EXTRACTED TEXT:
Music Tribe
- Company type: Private
- Industry: Audio and music products
- Founded: 1989
- Founder: Uli Behringer
- Headquarters: Makati, Metro Manila, Philippines
- Key people: Uli Behringer, Founder and CEO
- Website: https://www.musictribe.com

= Music Tribe =

Company based in Manila, Philippines

Music Tribe, formerly Music Group, is a holding company based in the City of Makati, Metro Manila, Philippines. It is chaired by Uli Behringer, founder of Behringer. Music Tribe's portfolio includes Behringer, Cool Audio, Midas, Turbosound, TC Electronic and TC-Helicon, Tannoy, Klark Teknik, Lab.gruppen, and Aston Microphones.

==History==
In December 2009, Music Group acquired Midas and Klark Teknik from Bosch Communications Systems (formerly Telex Communications) of Bosch Group. In 2012, Music Group acquired Turbosound, a UK-based loudspeaker manufacturer. In April 2015, Music Group acquired TC Group. In December 2017, Music Group rebranded to Music Tribe.

DATASET EXTRACT:
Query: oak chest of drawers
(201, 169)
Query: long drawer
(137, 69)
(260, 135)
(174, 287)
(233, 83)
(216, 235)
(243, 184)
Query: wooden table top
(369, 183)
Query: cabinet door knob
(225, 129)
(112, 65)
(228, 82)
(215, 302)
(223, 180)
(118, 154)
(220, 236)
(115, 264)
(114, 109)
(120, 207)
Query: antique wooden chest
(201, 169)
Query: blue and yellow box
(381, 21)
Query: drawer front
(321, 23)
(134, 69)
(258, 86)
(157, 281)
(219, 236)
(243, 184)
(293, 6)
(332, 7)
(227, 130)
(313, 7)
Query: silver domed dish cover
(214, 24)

GOAL OF THE EXERCISE:
According to the Music Tribe text, from which company did Music Group acquire Midas and Klark Teknik in December 2009?

THE COMPLETED TASK:
Bosch Communications Systems (formerly Telex Communications) of Bosch Group.